=== TASK GOAL ===
Leave out the pictures and transcribe everything else exactly.

Coordinate annotation entries
/---

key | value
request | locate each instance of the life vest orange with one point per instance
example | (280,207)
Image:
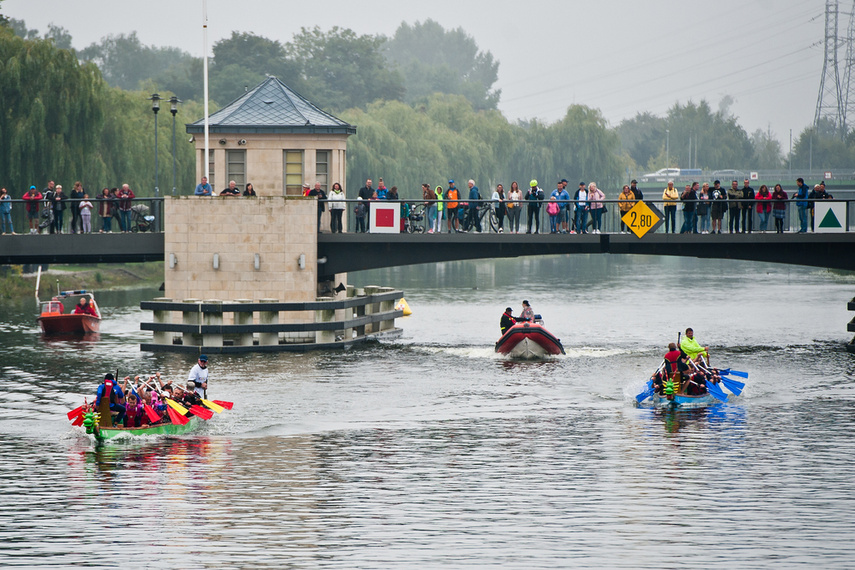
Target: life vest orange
(451,194)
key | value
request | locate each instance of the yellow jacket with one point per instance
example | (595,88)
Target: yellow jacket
(670,195)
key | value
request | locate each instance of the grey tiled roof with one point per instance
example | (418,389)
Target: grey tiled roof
(271,107)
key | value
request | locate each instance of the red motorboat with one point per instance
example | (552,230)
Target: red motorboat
(529,341)
(54,320)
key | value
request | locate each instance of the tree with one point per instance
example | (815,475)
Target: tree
(643,137)
(767,151)
(433,60)
(341,69)
(125,62)
(244,60)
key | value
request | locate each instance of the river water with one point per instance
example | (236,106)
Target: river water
(430,451)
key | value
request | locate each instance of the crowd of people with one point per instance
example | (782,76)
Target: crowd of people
(46,210)
(128,402)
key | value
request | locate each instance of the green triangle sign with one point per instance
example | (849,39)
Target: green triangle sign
(830,220)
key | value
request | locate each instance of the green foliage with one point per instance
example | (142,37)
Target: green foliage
(643,137)
(433,60)
(446,138)
(243,61)
(62,122)
(721,142)
(341,70)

\---

=== FINAL RESULT ===
key | value
request | locate each instance of the life vest orange with one point per instance
example | (280,207)
Image:
Target: life vest orange
(451,194)
key | value
request | locate each instance of the yellow jacket with one point per instance
example | (595,88)
Target: yellow jacket
(670,195)
key | value
request | locate each instance of the grey tiled roof with one point per instance
example | (418,389)
Target: grey tiled roof
(271,107)
key | value
request | locate each instance of the red motorboat with one point per instance
example | (552,230)
Target: red motorboat
(529,341)
(54,320)
key | value
request | locate each instance of the tree with one point per instance
example | (815,475)
Target: tree
(643,137)
(767,151)
(433,60)
(341,69)
(125,62)
(244,60)
key | value
request | locate each instance of the river water with one point per instance
example | (236,106)
Target: river water
(430,451)
key | value
request | locate each instance of the crowd of people with one point per instance
example | (782,76)
Target: crowd of people
(46,210)
(128,402)
key | value
request | locate each instance of the green triangle sign with one point per instance
example | (849,39)
Target: green triangle sign
(830,220)
key | value
request | locate each instance of the green foliage with one point per instance
example | (142,37)
Target: green foliage
(643,137)
(433,60)
(446,138)
(243,61)
(62,122)
(721,142)
(341,70)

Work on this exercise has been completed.